Glamour Girl (1948)
4/10
They went out searching for American Bandstand and returned with Hee Haw.
28 December 2018
Warning: Spoilers
I must admit that there were some moments in this corny little musical that were quite cute but you have to be in a certain mood to listen to the type of music that this film for the most part offers. Certainly the Gene Krupa numbers are very upbeat and will get your toes tapping, but every time Susan Reed began to sing, I started looking at my watch to see if it was bedtime. Not that her voice is bad or boring, but each song is like a comfortable lullaby that my mother might have son to me years ago. In fact, some of the songs remind many of the inspirational songs sung by Debbie Reynolds in the musical classic "The Singing Nun".

Virginia Grey, Michael Duane and Jack Leonard are the acting stars of this film, promoting the sweet Reed as the newest find for their recording company even though at first, Leonard wants no part of the innocuous Reed who seems to be playing herself with a soft spoken line delivery. The film mixes a variety of musical themes with brief period of plot development, so it seems closer to a concert intermixed with dialogue and that makes this often tedious in its structure. What the title "Glamour Girl" has to do with the plot I am still trying to figure out, and it certainly could have been worse. Grey could have come back with someone truly Pickin' and a grinnin'.

----------------------------------------

** What this exercise asks **
1/ Translate this sentence from the review into Spanish: "Certainly the Gene Krupa numbers are very upbeat and will get your toes tapping, but every time Susan Reed began to sing, I started looking at my watch to see if it was bedtime."
2/ Answer these questions using the review:
(a) What rating does the review give the film?
(b) Whose numbers does the review call very upbeat?
(c) Who at first wants no part of Reed?
These records are separate material, unconnected to the review.

Records from a dataset:
----------------------------------------

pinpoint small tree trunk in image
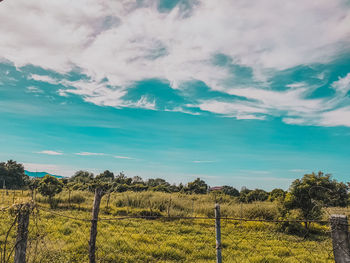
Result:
[330,215,350,263]
[107,192,111,209]
[14,203,32,263]
[89,188,104,263]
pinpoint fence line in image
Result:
[0,200,350,263]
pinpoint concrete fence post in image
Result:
[330,215,350,263]
[215,204,222,263]
[89,188,104,263]
[14,203,32,263]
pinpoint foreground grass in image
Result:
[0,192,340,263]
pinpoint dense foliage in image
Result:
[0,160,29,189]
[0,160,349,212]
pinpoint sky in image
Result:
[0,0,350,190]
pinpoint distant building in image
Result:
[209,186,223,192]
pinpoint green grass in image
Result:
[0,191,340,263]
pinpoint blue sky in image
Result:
[0,0,350,190]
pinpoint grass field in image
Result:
[0,191,346,262]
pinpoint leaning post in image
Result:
[215,204,222,263]
[89,187,104,263]
[330,215,350,263]
[14,203,33,263]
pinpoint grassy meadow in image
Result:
[0,191,348,263]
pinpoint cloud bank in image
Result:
[0,0,350,126]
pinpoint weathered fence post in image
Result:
[330,215,350,263]
[89,188,104,263]
[14,203,32,263]
[215,204,222,263]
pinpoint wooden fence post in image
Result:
[14,203,32,263]
[89,188,104,263]
[215,204,222,263]
[330,215,350,263]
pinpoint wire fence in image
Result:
[0,205,348,263]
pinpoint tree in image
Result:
[221,185,239,196]
[70,170,94,183]
[96,170,114,181]
[246,189,269,203]
[0,160,29,189]
[268,188,286,202]
[238,186,252,203]
[283,172,348,228]
[38,174,63,208]
[186,178,208,194]
[114,172,132,185]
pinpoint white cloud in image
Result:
[114,155,134,160]
[0,0,350,126]
[75,152,106,156]
[289,169,306,173]
[192,161,215,163]
[319,106,350,127]
[27,86,44,93]
[36,150,63,155]
[198,100,267,119]
[29,74,58,84]
[23,163,76,176]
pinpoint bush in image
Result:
[70,194,86,205]
[243,205,278,220]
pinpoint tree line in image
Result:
[0,160,350,231]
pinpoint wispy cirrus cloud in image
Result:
[75,152,106,156]
[35,150,63,155]
[113,155,135,160]
[27,86,44,94]
[0,0,350,126]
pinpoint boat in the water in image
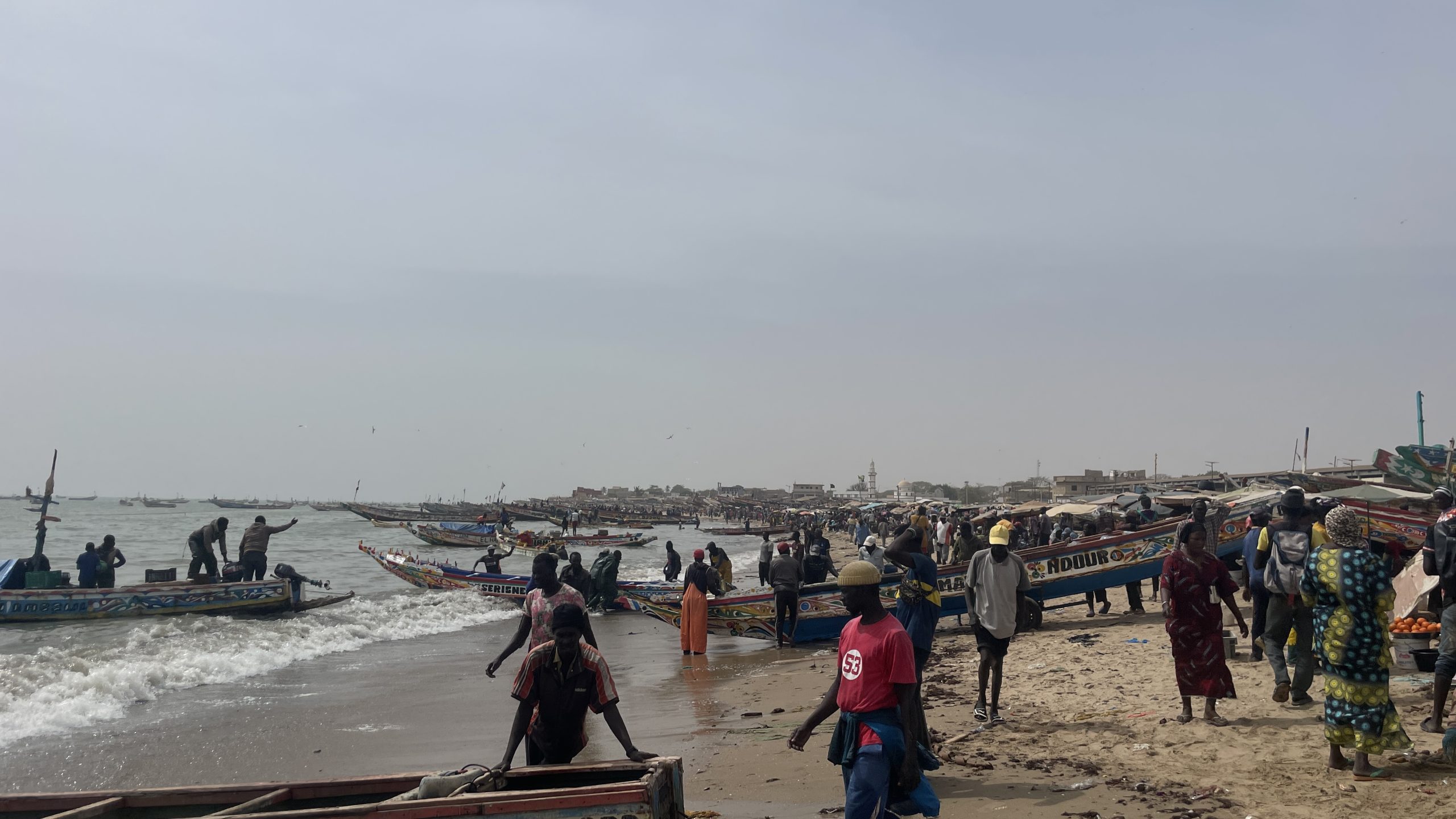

----------------------------------------

** Outputs for the tasks **
1/ Ciertamente, los números de Gene Krupa son muy animados y te harán mover los pies, pero cada vez que Susan Reed empezaba a cantar, yo comenzaba a mirar el reloj para ver si ya era hora de dormir.

2/
(a) 4/10
(b) Gene Krupa's
(c) Jack Leonard